A recent case has highlighted the risk to employers of constructive dismissal claims based on events from the dim and distant past.
The employee was employed as a nurse and she had a long history of disciplinary and performance issues. The issue boiled down to whether the employee could cite these historic issues in her constructive dismissal claim having remained in employment for many months after they occurred.
Some doubt had been introduced into the law by an earlier Employment Appeal Tribunal (EAT) case from 2017 which suggested that employees could not refer to such old events after they had affirmed the employment (by remaining employed and not complaining). The Court of Appeal has expressly criticised this EAT case and made it clear that even if past employer misconduct had been tolerated by the employee, the employee could revive their right to terminate the contract if the employer misconducted themselves again based not just on the severity of the last incident but on the totality of the employer’s conduct. Moreover, the Court of Appeal judgment of this case contained some useful questions that Tribunals (and employers) should ask when faced with a constructive unfair dismissal claim:
(1) What was the most recent act (or omission) on the part of the employer which the employee says caused, or triggered, his or her resignation?
(2) Has he or she affirmed the contract since that act?
(3) If not, was that act (or omission) by itself a repudiatory breach of contract?

Source data >>
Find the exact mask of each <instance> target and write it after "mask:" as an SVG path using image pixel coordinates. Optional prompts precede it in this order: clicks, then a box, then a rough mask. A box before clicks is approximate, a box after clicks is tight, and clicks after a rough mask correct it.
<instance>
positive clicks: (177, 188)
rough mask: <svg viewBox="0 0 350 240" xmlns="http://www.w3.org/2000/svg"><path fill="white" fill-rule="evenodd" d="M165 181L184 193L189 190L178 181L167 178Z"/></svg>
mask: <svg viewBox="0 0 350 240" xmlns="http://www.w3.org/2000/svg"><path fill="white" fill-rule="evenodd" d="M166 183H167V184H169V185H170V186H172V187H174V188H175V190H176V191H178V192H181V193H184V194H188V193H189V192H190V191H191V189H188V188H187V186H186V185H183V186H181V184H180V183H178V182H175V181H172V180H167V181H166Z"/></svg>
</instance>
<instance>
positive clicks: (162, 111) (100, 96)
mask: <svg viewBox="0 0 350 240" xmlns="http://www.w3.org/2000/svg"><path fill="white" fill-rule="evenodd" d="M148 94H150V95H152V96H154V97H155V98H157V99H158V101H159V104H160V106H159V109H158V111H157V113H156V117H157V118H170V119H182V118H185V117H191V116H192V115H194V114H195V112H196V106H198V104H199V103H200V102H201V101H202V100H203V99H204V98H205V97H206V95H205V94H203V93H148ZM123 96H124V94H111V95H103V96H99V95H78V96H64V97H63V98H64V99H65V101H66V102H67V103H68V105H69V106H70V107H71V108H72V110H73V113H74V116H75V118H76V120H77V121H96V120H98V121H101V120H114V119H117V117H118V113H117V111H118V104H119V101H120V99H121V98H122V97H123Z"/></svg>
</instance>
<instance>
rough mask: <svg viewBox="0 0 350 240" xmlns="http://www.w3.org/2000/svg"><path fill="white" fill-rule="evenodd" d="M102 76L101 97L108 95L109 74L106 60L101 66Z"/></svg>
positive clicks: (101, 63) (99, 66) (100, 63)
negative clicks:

Complete the following >>
**A.** Summarize the article on constructive dismissal claims in two sentences.
**B.** Restate the part of the article on constructive dismissal claims that opens with the words "A recent case" and closes with "after they occurred.", swapping "nurse" for "midwife".

Answers to the problems >>
**A.** A recent case involving a nurse with a long history of disciplinary and performance issues turned on whether she could cite those historic issues in her constructive dismissal claim after remaining employed for many months. The Court of Appeal criticized a 2017 Employment Appeal Tribunal case and made clear that an employee who had tolerated past employer misconduct could revive the right to terminate the contract if the employer misconducted themselves again, based on the totality of the employer's conduct.

**B.**
A recent case has highlighted the risk to employers of constructive dismissal claims based on events from the dim and distant past.
The employee was employed as a midwife and she had a long history of disciplinary and performance issues. The issue boiled down to whether the employee could cite these historic issues in her constructive dismissal claim having remained in employment for many months after they occurred.